Diff for "BashFAQ/054"

Differences between revisions 10 and 53 (spanning 43 versions)

How can I tell whether a variable contains a valid number?

First, you have to define what you mean by "number". The most common case when people ask this seems to be "a non-negative integer, with no leading + sign". Or in other words, a string of all digits. Other times, people want to validate a floating-point input, with optional sign and optional decimal point.

Hand parsing

If you're validating a simple "string of digits", you can do it with a glob:

   1 # Bash / Ksh
   2 if [[ -n $foo && $foo != *[!0123456789]* ]]; then
   3     printf '"%s" is strictly numeric\n' "$foo"
   4 else
   5     printf '"%s" has a non-digit somewhere in it or is empty\n' "$foo"
   6 fi >&2

Avoid [0-9] or [[:digit:]] which in some locales and some systems can match characters other than 0123456789.

The same thing can be done in POSIX shells as well, using case:

   1 # POSIX
   2 case $var in
   3     '')
   4         printf 'var is empty\n';;
   5     *[!0123456789]*)
   6         printf '%s has a non-digit somewhere in it\n' "$var";;
   7     *)
   8         printf '%s is strictly numeric\n' "$var";;
   9 esac >&2

Of course, if all you care about is valid vs. invalid, you can combine cases:

   1 # POSIX
   2 case $var in
   3     '' | *[!0123456789]*)
   4         printf '%s\n' "$0: $var: invalid digit" >&2; exit 1;;
   5 esac

If you need to allow a leading negative sign, or if want a valid floating-point number or something else more complex, then there are a few possible ways. Standard globs aren't expressive enough to do this, but you can trim off any sign and then compare:

   1 # POSIX
   2 case ${var#[-+]} in   # notice ${var#prefix} substitution to trim sign
   3     '')
   4         printf 'var is empty\n';;
   5     .)
   6         printf 'var is just a dot\n';;
   7     *.*.*)
   8         printf '"%s" has more than one decimal point in it\n' "$var";;
   9     *[!0123456789.]*)
  10         printf '"%s" has a non-digit somewhere in it\n' "$var";;
  11     *)
  12         printf '"%s" looks like a valid float\n' "$var";;
  13 esac >&2

Or in Bash, we can use extended globs:

   1 # Bash -- extended globs must be enabled explicitly in versions prior to 4.1.
   2 # Check whether the variable is all digits.

**Short task A:** Select every row of the rows below that contains the string "flower", matching case exactly.

**Given records:**
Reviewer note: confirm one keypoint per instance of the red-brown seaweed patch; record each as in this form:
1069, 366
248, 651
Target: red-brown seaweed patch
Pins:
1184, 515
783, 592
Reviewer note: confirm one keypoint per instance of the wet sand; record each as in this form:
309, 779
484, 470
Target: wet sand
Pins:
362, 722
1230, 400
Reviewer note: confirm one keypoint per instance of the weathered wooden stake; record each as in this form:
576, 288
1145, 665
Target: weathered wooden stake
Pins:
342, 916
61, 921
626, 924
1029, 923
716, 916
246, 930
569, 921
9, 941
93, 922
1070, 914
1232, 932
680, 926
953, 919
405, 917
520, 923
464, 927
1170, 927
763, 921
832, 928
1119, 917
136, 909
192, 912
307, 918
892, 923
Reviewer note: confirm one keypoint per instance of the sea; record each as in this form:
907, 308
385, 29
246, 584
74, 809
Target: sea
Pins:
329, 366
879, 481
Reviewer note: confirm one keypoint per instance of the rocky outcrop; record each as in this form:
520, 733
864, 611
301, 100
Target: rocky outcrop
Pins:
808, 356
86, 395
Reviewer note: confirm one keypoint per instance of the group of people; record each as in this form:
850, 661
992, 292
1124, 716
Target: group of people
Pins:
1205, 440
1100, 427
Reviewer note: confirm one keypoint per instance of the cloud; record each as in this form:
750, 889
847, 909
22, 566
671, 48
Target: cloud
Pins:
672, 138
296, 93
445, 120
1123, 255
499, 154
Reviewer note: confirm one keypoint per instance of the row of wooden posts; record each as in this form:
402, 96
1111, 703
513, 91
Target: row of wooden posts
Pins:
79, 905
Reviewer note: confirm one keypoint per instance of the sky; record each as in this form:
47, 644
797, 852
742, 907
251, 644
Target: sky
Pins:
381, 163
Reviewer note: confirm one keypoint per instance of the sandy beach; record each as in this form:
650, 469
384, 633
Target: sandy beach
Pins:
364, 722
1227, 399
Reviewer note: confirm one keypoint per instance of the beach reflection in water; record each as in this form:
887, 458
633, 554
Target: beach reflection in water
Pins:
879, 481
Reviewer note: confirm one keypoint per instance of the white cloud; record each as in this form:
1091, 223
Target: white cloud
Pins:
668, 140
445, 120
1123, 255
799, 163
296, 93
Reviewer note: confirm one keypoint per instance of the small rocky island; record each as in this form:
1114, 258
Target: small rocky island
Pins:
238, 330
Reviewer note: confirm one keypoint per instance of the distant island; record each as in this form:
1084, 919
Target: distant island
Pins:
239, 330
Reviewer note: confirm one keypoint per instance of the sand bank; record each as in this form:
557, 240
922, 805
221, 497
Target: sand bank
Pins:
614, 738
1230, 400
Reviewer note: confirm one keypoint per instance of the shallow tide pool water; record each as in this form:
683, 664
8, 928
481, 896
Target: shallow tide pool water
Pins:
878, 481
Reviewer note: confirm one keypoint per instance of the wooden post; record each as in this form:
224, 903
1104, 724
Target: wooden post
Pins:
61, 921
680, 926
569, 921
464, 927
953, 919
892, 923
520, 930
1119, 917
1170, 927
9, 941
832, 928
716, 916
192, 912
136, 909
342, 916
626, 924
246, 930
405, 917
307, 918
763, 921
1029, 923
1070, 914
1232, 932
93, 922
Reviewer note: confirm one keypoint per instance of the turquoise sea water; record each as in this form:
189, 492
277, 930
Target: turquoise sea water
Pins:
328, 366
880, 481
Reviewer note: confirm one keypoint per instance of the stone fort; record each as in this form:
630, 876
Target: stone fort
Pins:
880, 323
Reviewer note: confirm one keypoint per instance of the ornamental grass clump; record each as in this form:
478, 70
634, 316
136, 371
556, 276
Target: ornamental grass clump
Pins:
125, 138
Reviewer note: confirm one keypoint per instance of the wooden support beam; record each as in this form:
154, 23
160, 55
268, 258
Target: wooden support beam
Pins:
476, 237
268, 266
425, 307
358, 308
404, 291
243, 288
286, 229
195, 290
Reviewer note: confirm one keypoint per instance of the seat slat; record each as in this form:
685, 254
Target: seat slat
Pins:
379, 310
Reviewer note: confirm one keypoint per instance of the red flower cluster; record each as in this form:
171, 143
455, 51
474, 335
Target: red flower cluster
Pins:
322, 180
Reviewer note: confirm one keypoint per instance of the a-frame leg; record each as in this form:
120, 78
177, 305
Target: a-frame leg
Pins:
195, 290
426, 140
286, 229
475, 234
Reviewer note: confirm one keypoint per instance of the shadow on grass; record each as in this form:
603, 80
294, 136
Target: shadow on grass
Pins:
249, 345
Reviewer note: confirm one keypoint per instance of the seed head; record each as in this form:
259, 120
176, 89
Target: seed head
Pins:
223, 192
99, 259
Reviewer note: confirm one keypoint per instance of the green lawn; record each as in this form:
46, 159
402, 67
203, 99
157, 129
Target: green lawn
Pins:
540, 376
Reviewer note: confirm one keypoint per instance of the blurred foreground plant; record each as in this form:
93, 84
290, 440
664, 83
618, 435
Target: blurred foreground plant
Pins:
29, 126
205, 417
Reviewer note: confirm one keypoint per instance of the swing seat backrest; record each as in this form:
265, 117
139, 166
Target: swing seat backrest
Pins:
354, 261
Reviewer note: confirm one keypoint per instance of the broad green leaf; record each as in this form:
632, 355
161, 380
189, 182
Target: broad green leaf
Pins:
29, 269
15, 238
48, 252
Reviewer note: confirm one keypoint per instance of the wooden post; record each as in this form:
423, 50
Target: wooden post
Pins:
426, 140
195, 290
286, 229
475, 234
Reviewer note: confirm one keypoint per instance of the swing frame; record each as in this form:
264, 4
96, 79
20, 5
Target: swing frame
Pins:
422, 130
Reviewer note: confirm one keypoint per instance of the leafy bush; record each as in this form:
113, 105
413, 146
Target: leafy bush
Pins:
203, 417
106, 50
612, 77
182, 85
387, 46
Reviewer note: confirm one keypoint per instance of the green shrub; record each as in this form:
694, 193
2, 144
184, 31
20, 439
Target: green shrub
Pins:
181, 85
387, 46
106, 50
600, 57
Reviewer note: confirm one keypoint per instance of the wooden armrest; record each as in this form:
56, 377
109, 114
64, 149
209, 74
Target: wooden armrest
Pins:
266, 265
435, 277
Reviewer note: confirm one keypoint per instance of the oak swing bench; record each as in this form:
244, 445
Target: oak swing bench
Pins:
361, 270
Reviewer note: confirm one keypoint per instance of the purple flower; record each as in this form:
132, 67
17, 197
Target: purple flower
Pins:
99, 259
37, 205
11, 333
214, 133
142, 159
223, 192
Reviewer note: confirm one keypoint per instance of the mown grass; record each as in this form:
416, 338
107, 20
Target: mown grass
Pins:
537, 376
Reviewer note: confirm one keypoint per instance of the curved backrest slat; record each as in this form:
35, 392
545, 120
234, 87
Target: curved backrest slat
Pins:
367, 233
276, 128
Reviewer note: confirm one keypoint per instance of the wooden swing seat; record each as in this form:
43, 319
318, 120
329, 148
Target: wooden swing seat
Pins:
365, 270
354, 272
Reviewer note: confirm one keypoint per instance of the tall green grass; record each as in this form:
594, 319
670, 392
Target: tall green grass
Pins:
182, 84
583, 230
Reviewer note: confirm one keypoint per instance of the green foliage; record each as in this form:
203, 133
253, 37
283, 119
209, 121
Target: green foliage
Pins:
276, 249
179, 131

**Short task B:** In the page on checking whether a variable holds a valid number, list every pattern tested in the case statement that trims the sign with ${var#[-+]}.

**Worked answer A:**
Reviewer note: confirm one keypoint per instance of the red flower cluster; record each as in this form:
Target: red flower cluster
Reviewer note: confirm one keypoint per instance of the purple flower; record each as in this form:
Target: purple flower

**Worked answer B:**
''
.
*.*.*
*[!0123456789.]*
*